── DATASET EXTRACT ──

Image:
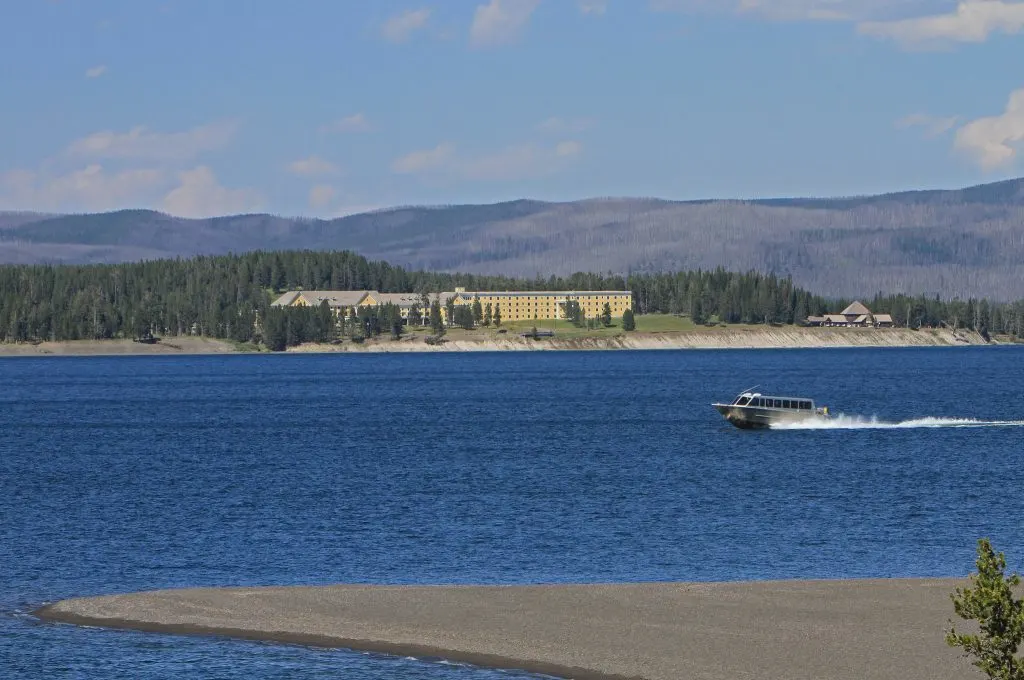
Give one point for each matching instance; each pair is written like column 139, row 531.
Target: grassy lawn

───
── DATASET EXTRACT ──

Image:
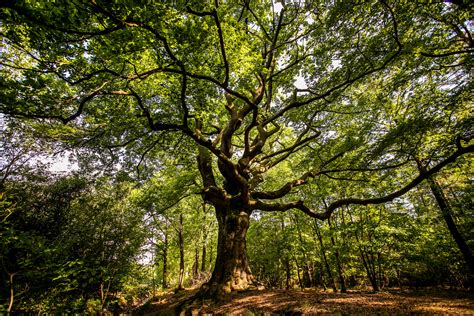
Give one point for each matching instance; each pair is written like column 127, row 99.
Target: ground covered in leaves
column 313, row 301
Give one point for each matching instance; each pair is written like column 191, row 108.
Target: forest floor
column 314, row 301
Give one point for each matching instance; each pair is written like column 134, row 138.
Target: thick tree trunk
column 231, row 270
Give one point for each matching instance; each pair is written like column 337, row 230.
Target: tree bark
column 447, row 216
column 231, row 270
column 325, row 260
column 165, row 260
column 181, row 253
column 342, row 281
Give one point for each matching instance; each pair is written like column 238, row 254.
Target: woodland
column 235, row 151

───

● PROBLEM:
Select each line in the rows above that contains the string "Target", treating uppercase and lowercase letters as different.

● THE COMPLETED TASK:
Target: grassy lawn
Target: ground covered in leaves
Target: forest floor
Target: thick tree trunk
Target: tree bark
Target: woodland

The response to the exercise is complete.